** Opening DATASET ENTRIES block **

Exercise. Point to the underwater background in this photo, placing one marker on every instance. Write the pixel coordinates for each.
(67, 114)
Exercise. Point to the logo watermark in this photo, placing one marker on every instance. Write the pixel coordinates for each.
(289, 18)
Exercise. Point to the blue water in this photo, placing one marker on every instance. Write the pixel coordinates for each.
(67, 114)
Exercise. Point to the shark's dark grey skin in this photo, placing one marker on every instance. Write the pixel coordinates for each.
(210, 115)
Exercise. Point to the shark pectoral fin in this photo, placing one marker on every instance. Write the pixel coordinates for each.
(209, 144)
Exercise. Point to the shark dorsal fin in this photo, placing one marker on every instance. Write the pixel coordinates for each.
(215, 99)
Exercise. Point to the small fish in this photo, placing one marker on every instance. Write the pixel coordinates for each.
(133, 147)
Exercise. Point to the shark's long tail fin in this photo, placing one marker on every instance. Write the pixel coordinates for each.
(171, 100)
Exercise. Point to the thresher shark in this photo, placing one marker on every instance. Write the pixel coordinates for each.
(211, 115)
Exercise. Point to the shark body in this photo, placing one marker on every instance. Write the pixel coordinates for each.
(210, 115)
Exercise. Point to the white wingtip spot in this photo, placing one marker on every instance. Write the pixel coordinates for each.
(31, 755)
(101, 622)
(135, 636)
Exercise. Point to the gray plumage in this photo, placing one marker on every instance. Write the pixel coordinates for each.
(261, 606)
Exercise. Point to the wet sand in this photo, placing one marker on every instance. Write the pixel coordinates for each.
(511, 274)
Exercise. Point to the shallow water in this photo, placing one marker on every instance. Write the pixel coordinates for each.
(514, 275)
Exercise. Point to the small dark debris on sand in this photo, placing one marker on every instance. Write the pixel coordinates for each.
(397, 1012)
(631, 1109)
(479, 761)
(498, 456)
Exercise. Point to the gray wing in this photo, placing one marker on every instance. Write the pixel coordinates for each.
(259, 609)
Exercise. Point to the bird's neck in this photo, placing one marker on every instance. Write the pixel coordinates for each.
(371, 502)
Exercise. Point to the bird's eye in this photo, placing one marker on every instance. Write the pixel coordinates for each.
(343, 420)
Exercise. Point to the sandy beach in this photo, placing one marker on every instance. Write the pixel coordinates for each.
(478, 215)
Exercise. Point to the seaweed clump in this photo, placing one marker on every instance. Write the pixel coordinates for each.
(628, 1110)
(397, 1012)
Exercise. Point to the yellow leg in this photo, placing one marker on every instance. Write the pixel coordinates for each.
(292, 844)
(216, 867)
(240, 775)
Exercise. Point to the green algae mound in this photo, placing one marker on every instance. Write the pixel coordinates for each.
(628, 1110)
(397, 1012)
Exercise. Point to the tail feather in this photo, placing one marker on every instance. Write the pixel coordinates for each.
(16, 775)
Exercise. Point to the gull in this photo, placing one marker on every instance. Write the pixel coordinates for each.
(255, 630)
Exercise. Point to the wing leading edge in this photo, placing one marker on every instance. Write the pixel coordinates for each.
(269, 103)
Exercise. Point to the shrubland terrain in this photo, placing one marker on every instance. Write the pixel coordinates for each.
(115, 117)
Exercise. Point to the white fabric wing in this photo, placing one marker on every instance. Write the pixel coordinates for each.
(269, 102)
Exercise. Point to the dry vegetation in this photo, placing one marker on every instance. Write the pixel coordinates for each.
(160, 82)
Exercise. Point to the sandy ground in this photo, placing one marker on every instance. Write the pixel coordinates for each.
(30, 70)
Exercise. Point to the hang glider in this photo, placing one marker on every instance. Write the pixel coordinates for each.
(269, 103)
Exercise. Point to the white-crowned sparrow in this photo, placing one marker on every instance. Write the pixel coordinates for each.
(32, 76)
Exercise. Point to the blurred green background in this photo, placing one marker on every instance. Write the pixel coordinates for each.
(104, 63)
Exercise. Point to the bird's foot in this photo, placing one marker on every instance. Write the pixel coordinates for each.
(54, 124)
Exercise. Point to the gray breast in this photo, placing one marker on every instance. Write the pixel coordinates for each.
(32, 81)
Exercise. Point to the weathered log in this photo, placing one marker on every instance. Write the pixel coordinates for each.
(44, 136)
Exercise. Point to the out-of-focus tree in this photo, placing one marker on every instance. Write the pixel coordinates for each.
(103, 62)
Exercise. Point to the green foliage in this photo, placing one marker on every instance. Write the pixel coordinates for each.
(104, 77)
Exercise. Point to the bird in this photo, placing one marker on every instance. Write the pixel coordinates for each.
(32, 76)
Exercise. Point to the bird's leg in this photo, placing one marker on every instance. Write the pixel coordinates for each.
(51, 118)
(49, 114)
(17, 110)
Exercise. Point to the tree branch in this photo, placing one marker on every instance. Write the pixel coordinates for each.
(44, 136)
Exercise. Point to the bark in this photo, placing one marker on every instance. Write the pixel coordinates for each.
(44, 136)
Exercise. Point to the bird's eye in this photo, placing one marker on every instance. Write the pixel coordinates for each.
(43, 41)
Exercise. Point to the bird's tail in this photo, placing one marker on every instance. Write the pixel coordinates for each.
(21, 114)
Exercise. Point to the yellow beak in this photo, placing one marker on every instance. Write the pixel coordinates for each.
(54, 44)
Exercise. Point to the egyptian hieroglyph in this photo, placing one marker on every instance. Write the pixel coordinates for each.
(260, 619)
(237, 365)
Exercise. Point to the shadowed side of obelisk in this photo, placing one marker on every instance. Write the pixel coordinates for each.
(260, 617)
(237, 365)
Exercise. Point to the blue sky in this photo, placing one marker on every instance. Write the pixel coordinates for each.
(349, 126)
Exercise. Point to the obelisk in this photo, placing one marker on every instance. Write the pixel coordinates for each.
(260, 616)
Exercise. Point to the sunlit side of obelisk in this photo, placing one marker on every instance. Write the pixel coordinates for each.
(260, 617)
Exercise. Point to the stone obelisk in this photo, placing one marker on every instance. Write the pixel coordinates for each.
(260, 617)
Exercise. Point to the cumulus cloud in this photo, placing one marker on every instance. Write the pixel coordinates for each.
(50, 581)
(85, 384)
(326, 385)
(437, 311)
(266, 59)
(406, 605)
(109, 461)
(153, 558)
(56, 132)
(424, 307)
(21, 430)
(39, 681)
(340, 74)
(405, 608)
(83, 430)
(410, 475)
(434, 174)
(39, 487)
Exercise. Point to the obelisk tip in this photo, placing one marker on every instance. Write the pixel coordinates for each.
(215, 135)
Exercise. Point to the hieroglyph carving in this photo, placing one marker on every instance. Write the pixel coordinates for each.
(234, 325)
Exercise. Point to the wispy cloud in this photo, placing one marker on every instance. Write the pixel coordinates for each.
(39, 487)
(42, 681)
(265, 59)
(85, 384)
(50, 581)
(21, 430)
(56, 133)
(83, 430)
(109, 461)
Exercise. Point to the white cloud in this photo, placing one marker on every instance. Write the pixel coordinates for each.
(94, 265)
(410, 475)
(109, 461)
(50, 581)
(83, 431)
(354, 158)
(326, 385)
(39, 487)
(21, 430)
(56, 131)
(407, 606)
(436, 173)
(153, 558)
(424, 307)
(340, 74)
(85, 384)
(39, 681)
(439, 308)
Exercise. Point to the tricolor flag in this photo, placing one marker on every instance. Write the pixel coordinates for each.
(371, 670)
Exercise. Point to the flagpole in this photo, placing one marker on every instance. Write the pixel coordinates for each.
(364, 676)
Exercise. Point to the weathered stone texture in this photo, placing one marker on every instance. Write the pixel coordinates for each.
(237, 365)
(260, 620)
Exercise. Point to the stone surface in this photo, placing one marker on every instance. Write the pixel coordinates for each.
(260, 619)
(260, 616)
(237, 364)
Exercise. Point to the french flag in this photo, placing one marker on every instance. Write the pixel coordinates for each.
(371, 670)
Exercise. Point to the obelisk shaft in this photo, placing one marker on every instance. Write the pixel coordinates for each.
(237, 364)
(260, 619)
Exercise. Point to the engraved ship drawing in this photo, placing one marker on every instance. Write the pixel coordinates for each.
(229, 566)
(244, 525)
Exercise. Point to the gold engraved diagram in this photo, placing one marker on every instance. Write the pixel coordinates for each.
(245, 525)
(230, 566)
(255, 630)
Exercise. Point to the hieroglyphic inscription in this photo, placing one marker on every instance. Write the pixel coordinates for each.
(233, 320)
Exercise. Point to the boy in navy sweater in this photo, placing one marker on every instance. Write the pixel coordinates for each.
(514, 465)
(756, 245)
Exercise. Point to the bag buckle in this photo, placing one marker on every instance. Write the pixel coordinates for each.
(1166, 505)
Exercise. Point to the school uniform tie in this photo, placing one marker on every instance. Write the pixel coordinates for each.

** Closing DATASET ENTRIES block **

# AIM OF THE EXERCISE:
Write out exactly the lines from the line holding "Exercise. Point to the flagpole" through the last line of the data, and nothing besides those lines.

# ANSWER:
Exercise. Point to the flagpole in this photo, placing one marker on every instance. Write the pixel coordinates for each.
(364, 676)
Exercise. Point to the weathered stone texture in this photo, placing one marker on every instance. Write the pixel coordinates for each.
(237, 365)
(260, 620)
Exercise. Point to the stone surface in this photo, placing one marker on every instance. Write the pixel coordinates for each.
(260, 619)
(260, 616)
(237, 364)
Exercise. Point to the french flag in this photo, placing one marker on every instance. Write the pixel coordinates for each.
(371, 670)
Exercise. Point to the obelisk shaft in this photo, placing one marker on every instance. Write the pixel coordinates for each.
(237, 364)
(260, 619)
Exercise. Point to the engraved ship drawing in this photo, placing one marker on every instance. Write the pixel coordinates for each.
(229, 566)
(244, 525)
Exercise. Point to the gold engraved diagram in this photo, placing one marker on every instance. Write the pixel coordinates for each.
(245, 525)
(230, 566)
(255, 630)
Exercise. Point to the hieroglyphic inscription in this photo, placing one marker on every instance. Write the pixel coordinates for each.
(233, 320)
Exercise. Point to the boy in navy sweater in this photo, placing one marker on every instance. Write the pixel coordinates for each.
(514, 465)
(756, 245)
Exercise. Point to the bag buckle in this photo, placing one marker on every instance. Write the pixel coordinates for each.
(1166, 505)
Exercise. Point to the school uniform tie in this photo, placing one marker on every instance. Write the pixel coordinates for each.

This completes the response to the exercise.